TEXT PROVIDED
Dealing with external resources

The nature of Subversion Edge requires the integration with TeamForge, and how about testing the state of both systems in the same test case? Considering the Grails Plugin allows external HTTP requests during tests, why not performing the same steps an Admin would do to verify the state of the server? This was a bit tricky, but works like a charm. As we had designed before, reusing the configuration was the first step to define which remote TeamForge to use during tests. Then, the Test case could take care of automating the ways to generate the URL for the CTF server based on the configuration parameters during the tests of conversion. Here’s the closure in the file “CSVN_DEV/grails-app/conf/Config.groovy” that one can change which TeamForge server to use (svnedge.ctfMaster).

    ctfMaster {
        ssl = false
        domainName = "cu082.cubit.sp.collab.net"
        username = "admin"
        password = "admin"
        port = 80
        systemId = "exsy1002"
    }

Taking a closer look of what we needed, this is related to the assertions for the last expected result “Login to CTF server and verify that the system ID from the SvnEdge server is listed on the list of integration servers”. So, the translation of this sentence into Groovy code originated the method call “AbstractConversionFunctionalTests.assertConversionSucceededOnCtfServer()”, as the steps to perform this assertion are used by all different scenarios. As implemented, the first step requires that the login to TeamForge take the user to the Administration page “List Integrations” using the method ” this.goToCtfListIntegrationsPage()” before verifying if the system ID saved by the conversion process exists in that page. However, observations on how the HTTP Request flow in TeamForge works was necessary to understand the forwards after the user is logged in. After building the necessary parameters in the method “loginToCtfServerIfNecessary()” was implemented with all the needed values from both the Grails Config.groovy and from the environment. As warned before, the clickable elements of forms can differ from Subversion Edge and TeamForm, and therefore, the grails element “click LABEL” was used here outside the form closure. Finally, don’t be tempted to verify strings in TeamForge using i18n as they are different and Subversion Edge does not have direct access to them. Prefer validating steps using form elements or IDs produced by TeamForge as the UI can change on the remote server.

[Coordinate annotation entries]
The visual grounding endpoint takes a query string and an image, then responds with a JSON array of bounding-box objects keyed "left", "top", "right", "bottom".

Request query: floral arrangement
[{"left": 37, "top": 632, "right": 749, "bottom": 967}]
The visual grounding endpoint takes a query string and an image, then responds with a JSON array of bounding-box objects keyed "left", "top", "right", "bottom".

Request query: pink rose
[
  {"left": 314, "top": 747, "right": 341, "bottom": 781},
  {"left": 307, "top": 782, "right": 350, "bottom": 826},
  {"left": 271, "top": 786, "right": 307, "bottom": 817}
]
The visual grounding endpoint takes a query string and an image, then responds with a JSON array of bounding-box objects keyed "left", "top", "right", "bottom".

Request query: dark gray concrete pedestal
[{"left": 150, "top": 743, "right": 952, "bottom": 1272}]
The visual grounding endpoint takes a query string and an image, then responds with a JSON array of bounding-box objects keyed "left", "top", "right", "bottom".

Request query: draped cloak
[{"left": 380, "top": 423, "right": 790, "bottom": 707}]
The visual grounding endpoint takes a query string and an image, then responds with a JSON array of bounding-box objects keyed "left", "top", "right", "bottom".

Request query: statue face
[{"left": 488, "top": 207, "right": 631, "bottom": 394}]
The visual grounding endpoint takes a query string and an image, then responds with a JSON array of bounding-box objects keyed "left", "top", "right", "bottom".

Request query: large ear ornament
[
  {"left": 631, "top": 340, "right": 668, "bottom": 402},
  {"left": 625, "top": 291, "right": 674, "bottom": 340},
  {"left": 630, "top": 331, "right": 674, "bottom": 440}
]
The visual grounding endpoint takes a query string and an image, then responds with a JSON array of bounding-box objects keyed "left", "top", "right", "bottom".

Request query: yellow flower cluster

WRITTEN REQUEST 1
According to the Subversion Edge testing text, why shouldn't TeamForge strings be verified using i18n, and what should be used for validation instead?
WRITTEN REQUEST 2
Carry on with the text about testing Subversion Edge against TeamForge, starting after its final sentence.

EXERCISE RESPONSE 1
The i18n strings differ between the two systems, and Subversion Edge has no direct access to TeamForge's strings. Validation should rely on form elements or IDs produced by TeamForge, because the UI on the remote server can change.

EXERCISE RESPONSE 2
    /**
     * Verifies that the CTF server lists the current ctf server system ID.
     */
    protected void assertConversionSucceededOnCtfServer() {
        // NOTE: NO I18N HERE SINCE TEAMFORGE IS NOT I18N READY
        this.goToCtfListIntegrationsPage()
        assertContentContains(CtfServer.getServer().mySystemId)

        assertContentContains("Site Administration")
        assertContentContains("SCM Integrations")
        def appServerPort = System.getProperty("jetty.port", "8080")
        def csvnHostAndPort = server.hostname + ":" + appServerPort

        // TeamForge removes any double-quotes (") submitted via the SOAP API.
        assertContentContains("This is a CollabNet Subversion Edge server in " +
            "managed mode from ${csvnHostAndPort}.")
    }

    /**
     * Goes to the list of integrations on the CTF server
     */
    private void goToCtfListIntegrationsPage() {
        // Goes to the list integrations page
        // http://cu073.cloud.sp.collab.net/sf/sfmain/do/listSystems
        get(this.makeCtfUrl() + "/sf/sfmain/do/listSystems")
        this.loginToCtfServerIfNecessary()
    }

   /**
    * Makes login to CTF server from a given point that connects to the server.
    * In case the response content DOES NOT contains the string "Logged in as",
    * then make the login. The resulting page is the redirected page requested
    * earlier.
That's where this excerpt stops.